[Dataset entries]

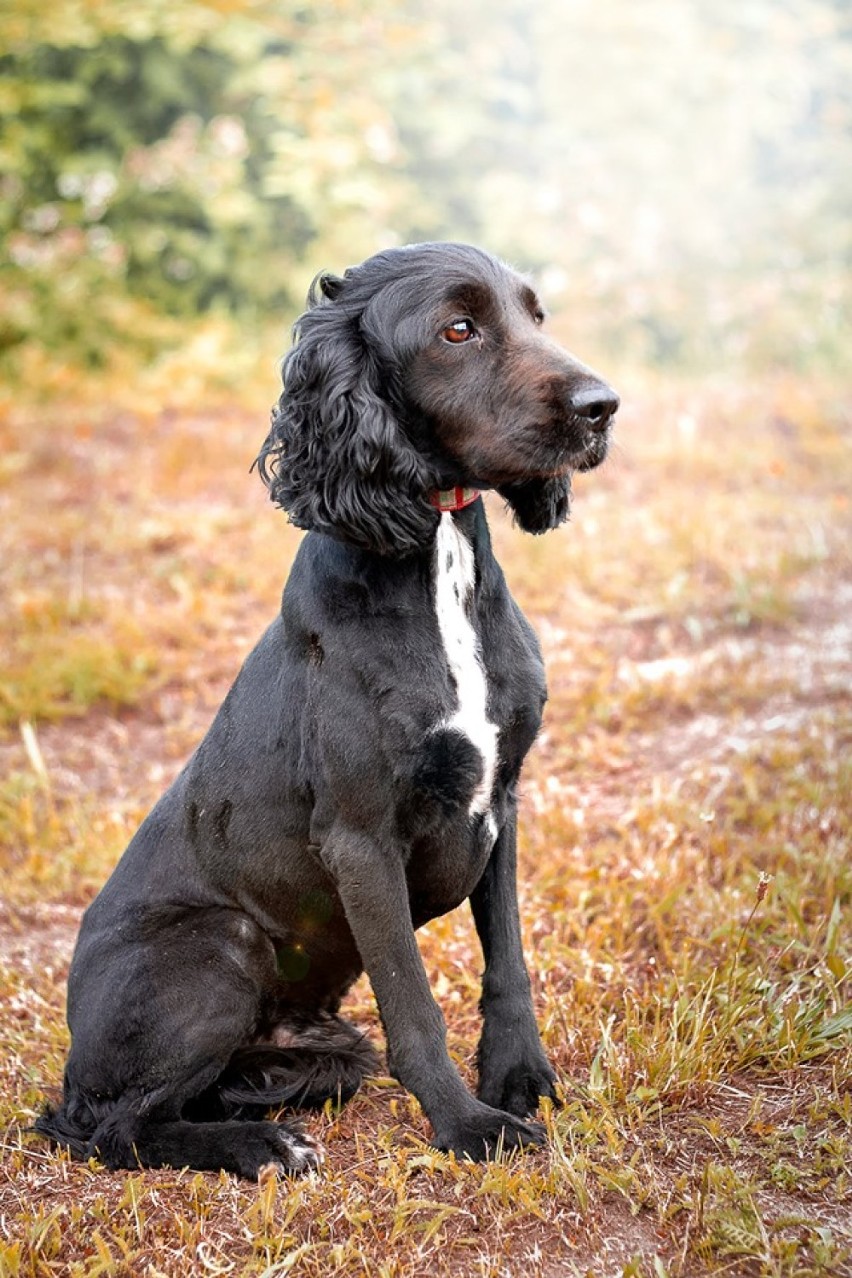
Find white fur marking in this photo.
[434,511,497,841]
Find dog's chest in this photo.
[433,512,498,833]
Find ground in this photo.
[0,362,852,1278]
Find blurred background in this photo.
[0,0,852,389]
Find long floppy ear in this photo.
[497,475,571,533]
[252,275,439,556]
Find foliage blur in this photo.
[0,0,852,378]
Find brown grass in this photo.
[0,362,852,1278]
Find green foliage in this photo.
[0,0,852,369]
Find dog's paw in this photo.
[476,1056,558,1118]
[240,1122,326,1180]
[434,1105,545,1162]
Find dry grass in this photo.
[0,355,852,1278]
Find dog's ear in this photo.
[258,291,439,556]
[497,475,571,533]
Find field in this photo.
[0,369,852,1278]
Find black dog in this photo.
[37,244,618,1176]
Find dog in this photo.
[36,244,618,1177]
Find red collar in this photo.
[429,487,480,511]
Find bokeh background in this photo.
[0,0,852,383]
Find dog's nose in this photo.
[570,381,621,431]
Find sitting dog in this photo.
[37,244,618,1177]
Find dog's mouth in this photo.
[568,419,612,470]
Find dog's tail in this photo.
[212,1012,381,1111]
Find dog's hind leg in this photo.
[36,902,319,1176]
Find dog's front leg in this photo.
[470,812,557,1117]
[322,828,544,1158]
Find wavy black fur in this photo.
[36,244,617,1176]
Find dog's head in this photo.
[259,244,618,555]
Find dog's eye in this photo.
[441,320,476,345]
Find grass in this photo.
[0,362,852,1278]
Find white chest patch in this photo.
[433,511,497,837]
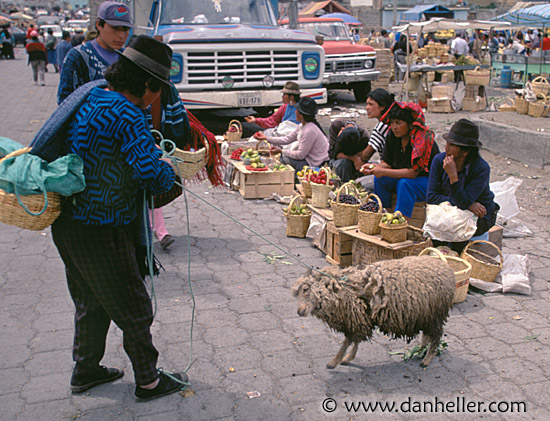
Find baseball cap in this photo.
[97,1,134,28]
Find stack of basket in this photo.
[419,247,472,304]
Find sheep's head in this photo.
[292,269,341,317]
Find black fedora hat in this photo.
[296,96,317,116]
[443,118,481,148]
[117,35,172,84]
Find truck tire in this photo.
[353,81,370,102]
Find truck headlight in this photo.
[302,51,321,79]
[170,54,183,83]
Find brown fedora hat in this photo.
[443,118,481,148]
[117,35,172,85]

• **Objective**
Copy all the entries above, replacing "fedora hat" with "felt hat" and keeping everything else the same. Leave the pictures out.

• **Answer for this exercise**
Find white fur marking in this photo.
[434,511,497,841]
Find dog's chest in this photo.
[433,512,498,833]
Find ground in this photo.
[0,362,852,1278]
Find blurred background in this photo.
[0,0,852,389]
Find long floppy ear in this photo.
[497,475,571,533]
[252,275,439,556]
Find foliage blur in this photo.
[0,0,852,378]
Find brown grass in this photo.
[0,362,852,1278]
Find green foliage in this photo.
[0,0,852,369]
Find dog's paw in this photo.
[476,1056,558,1118]
[240,1122,326,1180]
[434,1105,545,1162]
Find dry grass in this photo.
[0,355,852,1278]
Find dog's ear in this photo.
[258,291,439,556]
[497,475,571,533]
Find field in this photo.
[0,369,852,1278]
Find black dog in this photo.
[37,244,618,1176]
Find dog in this photo.
[36,244,618,1177]
Find red collar in this photo.
[429,487,480,511]
Find bokeh background in this photo.
[0,0,852,383]
Find dog's nose in this photo.
[570,381,621,431]
Find sitting dog in this photo.
[37,244,618,1177]
Find dog's mouth in this photo.
[568,419,612,470]
Find dog's tail in this photo.
[212,1012,381,1111]
Find dog's hind leg in this photo.
[36,902,319,1176]
Find dog's front leg in this photo.
[470,812,557,1117]
[322,828,544,1158]
Find wavy black fur in this photo.
[36,244,617,1176]
Find dog's head in this photo.
[259,244,618,555]
Find dog's eye in this photo.
[441,320,476,345]
Find grass in this photo.
[0,362,852,1278]
Find white chest patch in this photo.
[433,511,497,837]
Find baseball cap in this photo.
[97,1,134,28]
Find stack of basket in this photo.
[419,247,472,304]
Find sheep's head in this photo.
[292,269,341,317]
Find black felt hat in this photo.
[296,96,317,116]
[443,118,481,148]
[117,35,172,84]
Find truck tire in this photo.
[353,81,370,102]
Find truck headlight in this photo.
[302,51,321,79]
[170,54,183,83]
Find brown felt hat in this photo.
[443,118,481,148]
[117,35,172,85]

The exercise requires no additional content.